> **Exercise set**
- 1) In the telematics article, whose data standards are named as making it possible for customers to aggregate telematics data across mixed fleets?
- 2) Summarize the telematics article in two sentences.
- 3) Print the part of the telematics article from "One of the biggest" to "of the machines.".

> **Document**
Four years ago, I wrote an article entitled 5 Predictions for the Future of Telematics in which I tried to think about how telematics technology would evolve and impact equipment management in the construction industry. In broad strokes, my thesis at the time was centered around there being major improvements in (i) data acquisition (more data from more assets), (ii) data accessibility (data available real time from within a web application or through a mobile app), and (iii) data presentation and interpretation (information presented in a way that’s easier to understand and take action on).
Looking back, it’s amazing to see how much progress the industry has made. Here’s a list of some of the more noteworthy shifts that have taken place:
While it’s exciting to reflect on how far the industry has come, there’s still a lot more work to be done and the innovation pipeline remains strong. Below are five specific themes and trends that should continue to develop throughout 2021 in the construction telematics space.
Interoperability and data portability will continue to be unlocked as solution providers in the industry continue to shift away from a walled garden approach to more of a customer-centric model. Customers want to be able aggregate all their telematics data across their mixed fleets in one spot and data standards delivered by organizations such as the AEMP are making this possible. For example, Tenna (a leading mixed fleet telematics and equipment management platform) is capable of ingesting data from any platform through APIs.
One of the biggest challenges for the adoption of telematics by smaller fleets has been the fact that tracking machines is not much of a problem if you only have 5-10 pieces of equipment. It was much harder to get a return on investment and many small fleet owners decided to take a wait and see approach. In 2021 however, we now live in a world where everything we own is connected. From the car you drive to the 20 different smart devices you have around the house, connectivity is ubiquitous and people are more accustomed to checking their phone to see what’s going on with their devices and assets. While a small fleet owner might always know where their Cat 320 excavator is located, they’ll still want to be able to remotely view key pieces of data such as fuel levels, fault codes, and upcoming required maintenance. In many respects, connectivity is becoming another feature of the machines.

> **Records from a dataset**
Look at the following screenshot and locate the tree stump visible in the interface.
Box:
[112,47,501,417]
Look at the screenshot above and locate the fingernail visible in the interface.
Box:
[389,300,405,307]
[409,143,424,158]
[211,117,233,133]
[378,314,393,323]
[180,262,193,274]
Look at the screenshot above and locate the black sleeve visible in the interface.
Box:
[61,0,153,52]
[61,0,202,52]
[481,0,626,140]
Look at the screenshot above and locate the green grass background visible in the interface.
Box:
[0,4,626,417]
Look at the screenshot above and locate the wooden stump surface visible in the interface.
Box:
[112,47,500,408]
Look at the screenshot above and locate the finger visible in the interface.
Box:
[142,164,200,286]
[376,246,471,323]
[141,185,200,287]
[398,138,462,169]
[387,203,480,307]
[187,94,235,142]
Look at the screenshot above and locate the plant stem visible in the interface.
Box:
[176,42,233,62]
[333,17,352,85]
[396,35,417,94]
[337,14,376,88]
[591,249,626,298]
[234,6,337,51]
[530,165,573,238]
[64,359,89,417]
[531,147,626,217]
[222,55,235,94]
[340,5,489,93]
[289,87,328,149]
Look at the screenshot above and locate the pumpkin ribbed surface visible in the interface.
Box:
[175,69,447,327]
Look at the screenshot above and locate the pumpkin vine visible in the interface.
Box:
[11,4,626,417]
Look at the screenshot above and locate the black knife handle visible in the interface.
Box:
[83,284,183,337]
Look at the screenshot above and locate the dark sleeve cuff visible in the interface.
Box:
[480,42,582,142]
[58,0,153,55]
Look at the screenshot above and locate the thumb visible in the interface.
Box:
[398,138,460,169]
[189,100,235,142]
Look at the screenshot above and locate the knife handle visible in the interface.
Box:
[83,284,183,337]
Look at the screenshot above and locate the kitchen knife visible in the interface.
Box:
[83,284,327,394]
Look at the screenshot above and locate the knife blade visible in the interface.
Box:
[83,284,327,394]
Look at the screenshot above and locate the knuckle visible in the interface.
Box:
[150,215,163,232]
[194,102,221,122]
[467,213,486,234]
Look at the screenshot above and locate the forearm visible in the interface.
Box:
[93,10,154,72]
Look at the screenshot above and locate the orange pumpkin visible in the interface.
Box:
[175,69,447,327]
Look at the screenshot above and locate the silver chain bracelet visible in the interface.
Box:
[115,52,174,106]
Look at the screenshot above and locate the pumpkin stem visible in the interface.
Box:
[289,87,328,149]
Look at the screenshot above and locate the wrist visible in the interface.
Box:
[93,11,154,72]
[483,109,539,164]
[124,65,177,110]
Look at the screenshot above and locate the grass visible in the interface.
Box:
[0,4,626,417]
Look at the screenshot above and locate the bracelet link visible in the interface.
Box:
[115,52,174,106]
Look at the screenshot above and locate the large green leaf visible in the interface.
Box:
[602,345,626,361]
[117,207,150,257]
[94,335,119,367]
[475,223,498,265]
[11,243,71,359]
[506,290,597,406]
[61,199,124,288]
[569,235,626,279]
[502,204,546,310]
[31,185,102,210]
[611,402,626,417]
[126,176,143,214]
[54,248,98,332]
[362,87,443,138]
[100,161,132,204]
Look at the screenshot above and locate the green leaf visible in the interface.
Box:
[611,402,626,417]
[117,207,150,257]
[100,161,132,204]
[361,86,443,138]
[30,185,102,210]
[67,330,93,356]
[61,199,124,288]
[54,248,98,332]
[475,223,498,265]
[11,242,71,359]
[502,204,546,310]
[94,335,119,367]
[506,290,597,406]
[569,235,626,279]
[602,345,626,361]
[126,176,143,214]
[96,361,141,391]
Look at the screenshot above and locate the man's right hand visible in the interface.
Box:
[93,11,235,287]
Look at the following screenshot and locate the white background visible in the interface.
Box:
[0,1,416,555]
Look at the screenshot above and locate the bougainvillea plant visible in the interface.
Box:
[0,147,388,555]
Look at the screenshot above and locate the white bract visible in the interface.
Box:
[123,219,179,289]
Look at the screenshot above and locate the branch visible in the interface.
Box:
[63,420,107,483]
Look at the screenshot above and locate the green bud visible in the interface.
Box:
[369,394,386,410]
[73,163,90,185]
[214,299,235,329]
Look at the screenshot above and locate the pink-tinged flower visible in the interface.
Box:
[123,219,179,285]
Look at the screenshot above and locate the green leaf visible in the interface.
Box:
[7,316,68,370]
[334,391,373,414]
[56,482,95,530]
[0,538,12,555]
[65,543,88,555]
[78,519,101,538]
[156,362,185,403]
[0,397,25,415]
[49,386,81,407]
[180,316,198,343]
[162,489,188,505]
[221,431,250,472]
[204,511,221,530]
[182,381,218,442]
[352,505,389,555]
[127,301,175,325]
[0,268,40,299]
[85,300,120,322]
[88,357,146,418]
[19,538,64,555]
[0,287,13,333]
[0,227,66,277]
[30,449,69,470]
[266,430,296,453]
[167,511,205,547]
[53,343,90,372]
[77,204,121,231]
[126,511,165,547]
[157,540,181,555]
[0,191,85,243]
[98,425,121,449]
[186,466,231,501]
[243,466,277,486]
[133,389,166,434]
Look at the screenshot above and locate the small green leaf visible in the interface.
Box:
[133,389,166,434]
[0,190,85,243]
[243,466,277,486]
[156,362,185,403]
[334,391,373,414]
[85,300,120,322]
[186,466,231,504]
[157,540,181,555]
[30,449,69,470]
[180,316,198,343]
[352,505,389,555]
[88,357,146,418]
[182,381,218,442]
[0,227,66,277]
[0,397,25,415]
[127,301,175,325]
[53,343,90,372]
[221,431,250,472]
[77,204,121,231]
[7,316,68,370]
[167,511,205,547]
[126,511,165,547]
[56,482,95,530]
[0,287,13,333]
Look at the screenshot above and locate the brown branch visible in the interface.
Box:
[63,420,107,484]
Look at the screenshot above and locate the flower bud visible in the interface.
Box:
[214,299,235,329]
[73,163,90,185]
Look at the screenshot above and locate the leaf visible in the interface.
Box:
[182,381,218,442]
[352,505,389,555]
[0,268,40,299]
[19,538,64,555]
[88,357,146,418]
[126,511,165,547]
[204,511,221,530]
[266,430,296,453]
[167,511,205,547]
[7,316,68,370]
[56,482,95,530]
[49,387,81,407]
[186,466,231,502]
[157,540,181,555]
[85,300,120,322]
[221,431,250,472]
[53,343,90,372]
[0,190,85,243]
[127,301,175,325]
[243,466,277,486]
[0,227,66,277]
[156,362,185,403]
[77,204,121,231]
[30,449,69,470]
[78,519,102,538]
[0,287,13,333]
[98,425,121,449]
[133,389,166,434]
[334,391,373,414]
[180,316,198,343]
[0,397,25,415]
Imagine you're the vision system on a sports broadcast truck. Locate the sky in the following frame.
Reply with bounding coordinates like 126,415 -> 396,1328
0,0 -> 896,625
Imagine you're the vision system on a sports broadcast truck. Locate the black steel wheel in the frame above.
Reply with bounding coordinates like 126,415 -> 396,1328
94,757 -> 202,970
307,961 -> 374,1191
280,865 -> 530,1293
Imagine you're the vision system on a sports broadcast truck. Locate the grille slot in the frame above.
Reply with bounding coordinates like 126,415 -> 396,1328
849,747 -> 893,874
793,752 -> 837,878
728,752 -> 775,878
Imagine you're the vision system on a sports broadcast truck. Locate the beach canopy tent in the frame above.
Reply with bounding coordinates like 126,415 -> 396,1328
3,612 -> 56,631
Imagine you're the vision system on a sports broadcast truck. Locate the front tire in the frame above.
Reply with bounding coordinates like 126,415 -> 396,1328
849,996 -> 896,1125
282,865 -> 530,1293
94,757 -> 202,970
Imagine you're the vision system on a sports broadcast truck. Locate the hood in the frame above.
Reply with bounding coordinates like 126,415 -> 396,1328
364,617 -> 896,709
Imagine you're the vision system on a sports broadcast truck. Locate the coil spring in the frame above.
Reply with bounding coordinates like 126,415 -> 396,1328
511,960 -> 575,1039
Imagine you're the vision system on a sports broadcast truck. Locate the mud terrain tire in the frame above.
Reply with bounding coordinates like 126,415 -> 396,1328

> **Answer list**
- 1) The data standards of the AEMP.

- 2) The author looks back on an article written four years earlier that predicted improvements in telematics data acquisition, accessibility, and presentation for construction equipment management, and notes that the industry has made much progress but still has work to do. The author then previews five trends for 2021, among them greater interoperability and data portability as providers move toward a customer-centric model, and wider adoption by smaller fleets as connectivity becomes ubiquitous.

- 3)
One of the biggest challenges for the adoption of telematics by smaller fleets has been the fact that tracking machines is not much of a problem if you only have 5-10 pieces of equipment. It was much harder to get a return on investment and many small fleet owners decided to take a wait and see approach. In 2021 however, we now live in a world where everything we own is connected. From the car you drive to the 20 different smart devices you have around the house, connectivity is ubiquitous and people are more accustomed to checking their phone to see what’s going on with their devices and assets. While a small fleet owner might always know where their Cat 320 excavator is located, they’ll still want to be able to remotely view key pieces of data such as fuel levels, fault codes, and upcoming required maintenance. In many respects, connectivity is becoming another feature of the machines.